__TEXT EXCERPT__.
▬▬▬

LeetCode 3572 - Maximize Y‑Sum by Picking a Triplet of Distinct X‑Values

The problem gives us two arrays, x and y, both of length n. Each position i represents a pair (x[i], y[i]). We need to select exactly three distinct indices i, j, and k such that the corresponding x values are all different: - x[i] != x[j] - x[j] != x[k] - x[k] !

leetcodemediumarrayhash-tablegreedysortingheap-(priority-queue)

LeetCode Problem 3572

Difficulty: 🟡 Medium
Topics: Array, Hash Table, Greedy, Sorting, Heap (Priority Queue)

Solution

LeetCode 3572 - Maximize Y-Sum by Picking a Triplet of Distinct X-Values

Problem Understanding

The problem gives us two arrays, x and y, both of length n. Each position i represents a pair (x[i], y[i]).

We need to select exactly three distinct indices i, j, and k such that the corresponding x values are all different:

  • x[i] != x[j]
  • x[j] != x[k]
  • x[k] != x[i]

Among all valid choices, we want to maximize:

$$y[i] + y[j] + y[k]$$

The key observation is that the restriction applies only to the values in x, not to the values in y. Multiple indices may share the same x value, but we can choose at most one of them because all three selected x values must be distinct.

▬▬▬

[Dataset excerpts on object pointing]
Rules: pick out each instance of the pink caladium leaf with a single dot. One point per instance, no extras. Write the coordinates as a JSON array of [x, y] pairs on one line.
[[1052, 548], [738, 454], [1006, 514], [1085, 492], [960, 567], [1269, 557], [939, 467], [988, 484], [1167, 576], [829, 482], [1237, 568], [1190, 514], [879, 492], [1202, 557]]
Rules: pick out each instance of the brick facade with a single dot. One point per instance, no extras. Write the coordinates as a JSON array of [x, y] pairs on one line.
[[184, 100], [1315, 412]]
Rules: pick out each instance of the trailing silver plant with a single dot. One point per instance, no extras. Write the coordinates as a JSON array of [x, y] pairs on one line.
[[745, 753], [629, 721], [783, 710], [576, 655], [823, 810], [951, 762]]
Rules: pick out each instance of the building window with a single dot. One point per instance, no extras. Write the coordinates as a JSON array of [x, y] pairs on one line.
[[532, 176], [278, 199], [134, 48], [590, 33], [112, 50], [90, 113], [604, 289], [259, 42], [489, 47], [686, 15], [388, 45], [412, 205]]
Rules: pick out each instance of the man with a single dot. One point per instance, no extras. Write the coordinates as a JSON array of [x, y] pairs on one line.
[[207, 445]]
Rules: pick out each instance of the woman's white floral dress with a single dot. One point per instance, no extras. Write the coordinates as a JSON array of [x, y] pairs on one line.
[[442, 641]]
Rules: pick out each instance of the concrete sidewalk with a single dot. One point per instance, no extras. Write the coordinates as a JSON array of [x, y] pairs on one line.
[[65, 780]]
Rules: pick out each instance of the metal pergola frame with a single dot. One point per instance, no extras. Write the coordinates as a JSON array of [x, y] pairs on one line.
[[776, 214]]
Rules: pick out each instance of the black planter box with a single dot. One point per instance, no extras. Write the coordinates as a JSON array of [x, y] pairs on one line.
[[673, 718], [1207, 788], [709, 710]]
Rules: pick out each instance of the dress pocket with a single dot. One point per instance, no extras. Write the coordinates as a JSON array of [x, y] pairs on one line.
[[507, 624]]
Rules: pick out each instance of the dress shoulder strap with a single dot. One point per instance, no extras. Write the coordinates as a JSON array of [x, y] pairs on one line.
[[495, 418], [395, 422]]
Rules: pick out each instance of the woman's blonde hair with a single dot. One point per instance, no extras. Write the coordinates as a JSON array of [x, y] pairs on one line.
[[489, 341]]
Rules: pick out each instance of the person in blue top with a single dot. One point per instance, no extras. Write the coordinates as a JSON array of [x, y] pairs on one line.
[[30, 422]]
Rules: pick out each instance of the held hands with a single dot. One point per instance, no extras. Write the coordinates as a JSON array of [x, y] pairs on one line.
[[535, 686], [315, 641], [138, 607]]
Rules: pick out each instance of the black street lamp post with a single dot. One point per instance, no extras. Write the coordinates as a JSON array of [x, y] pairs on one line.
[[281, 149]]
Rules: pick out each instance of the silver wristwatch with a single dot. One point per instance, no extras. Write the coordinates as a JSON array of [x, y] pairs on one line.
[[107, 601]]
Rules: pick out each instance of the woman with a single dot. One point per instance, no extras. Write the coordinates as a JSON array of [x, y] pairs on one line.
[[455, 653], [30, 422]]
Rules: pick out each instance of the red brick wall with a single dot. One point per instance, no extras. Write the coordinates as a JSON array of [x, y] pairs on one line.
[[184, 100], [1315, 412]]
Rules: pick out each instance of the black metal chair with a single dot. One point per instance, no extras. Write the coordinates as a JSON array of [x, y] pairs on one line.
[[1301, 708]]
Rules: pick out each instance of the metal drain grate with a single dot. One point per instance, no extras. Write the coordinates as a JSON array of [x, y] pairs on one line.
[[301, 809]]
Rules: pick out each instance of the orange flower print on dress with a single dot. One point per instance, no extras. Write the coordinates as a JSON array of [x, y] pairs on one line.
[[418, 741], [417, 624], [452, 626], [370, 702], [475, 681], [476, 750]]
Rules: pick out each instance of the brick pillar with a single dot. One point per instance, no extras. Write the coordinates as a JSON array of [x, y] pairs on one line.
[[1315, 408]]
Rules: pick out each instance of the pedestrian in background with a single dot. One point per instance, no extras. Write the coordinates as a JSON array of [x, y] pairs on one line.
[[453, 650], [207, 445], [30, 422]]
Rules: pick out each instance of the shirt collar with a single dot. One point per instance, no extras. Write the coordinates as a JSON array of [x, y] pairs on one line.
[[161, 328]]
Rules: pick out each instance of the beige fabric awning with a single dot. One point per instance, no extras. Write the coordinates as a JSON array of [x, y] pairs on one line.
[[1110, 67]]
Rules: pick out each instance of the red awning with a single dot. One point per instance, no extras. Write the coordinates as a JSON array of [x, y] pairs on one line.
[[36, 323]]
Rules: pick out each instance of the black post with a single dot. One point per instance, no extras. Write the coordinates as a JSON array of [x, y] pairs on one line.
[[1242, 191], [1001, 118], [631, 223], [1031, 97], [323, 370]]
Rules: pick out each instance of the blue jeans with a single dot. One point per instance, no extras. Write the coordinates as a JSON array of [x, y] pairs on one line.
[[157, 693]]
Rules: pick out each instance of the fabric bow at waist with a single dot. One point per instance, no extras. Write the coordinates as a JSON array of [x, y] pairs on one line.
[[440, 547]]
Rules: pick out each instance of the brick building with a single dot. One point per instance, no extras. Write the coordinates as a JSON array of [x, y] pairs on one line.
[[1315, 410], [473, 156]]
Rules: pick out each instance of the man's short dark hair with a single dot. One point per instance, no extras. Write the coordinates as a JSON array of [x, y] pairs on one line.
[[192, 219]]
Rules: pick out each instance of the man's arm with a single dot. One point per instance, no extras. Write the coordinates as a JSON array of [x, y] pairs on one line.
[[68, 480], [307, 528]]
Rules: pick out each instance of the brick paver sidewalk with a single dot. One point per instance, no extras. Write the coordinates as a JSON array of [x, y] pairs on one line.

▬▬▬

__PROBLEMS AND TASKS__.
A: Echo the passage of the LeetCode 3572 write-up between "LeetCode 3572 - Maximize Y‑Sum" and "Heap (Priority Queue)", inclusive.
B: In the LeetCode 3572 write-up, which of the two arrays does the distinctness restriction apply to?

__RESULTS IN ORDER__.
A:
LeetCode 3572 - Maximize Y‑Sum by Picking a Triplet of Distinct X‑Values

The problem gives us two arrays, x and y, both of length n. Each position i represents a pair (x[i], y[i]). We need to select exactly three distinct indices i, j, and k such that the corresponding x values are all different: - x[i] != x[j] - x[j] != x[k] - x[k] !

leetcodemediumarrayhash-tablegreedysortingheap-(priority-queue)

LeetCode Problem 3572

Difficulty: 🟡 Medium
Topics: Array, Hash Table, Greedy, Sorting, Heap (Priority Queue)

B: The restriction applies only to the values in x, not to the values in y.